JOB:
Could you change "cotton flower" to "cotton blossom" throughout the material below and give it back with nothing else altered and the pictures left out?

***

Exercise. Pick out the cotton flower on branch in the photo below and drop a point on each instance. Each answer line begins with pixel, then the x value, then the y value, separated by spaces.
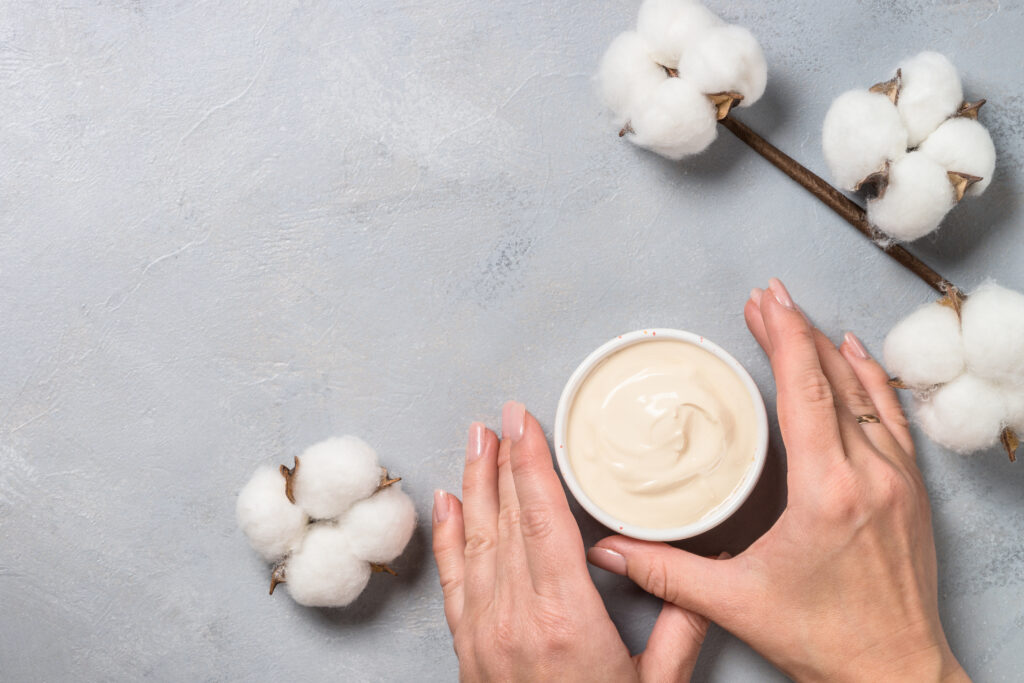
pixel 913 142
pixel 328 522
pixel 965 363
pixel 683 69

***

TASK SOLUTION:
Exercise. Pick out the cotton blossom on branch in the photo below and drop a point on each instance. Each answer line begins with pixel, then the x value, then the y value, separated by spaces.
pixel 913 142
pixel 328 522
pixel 965 363
pixel 683 69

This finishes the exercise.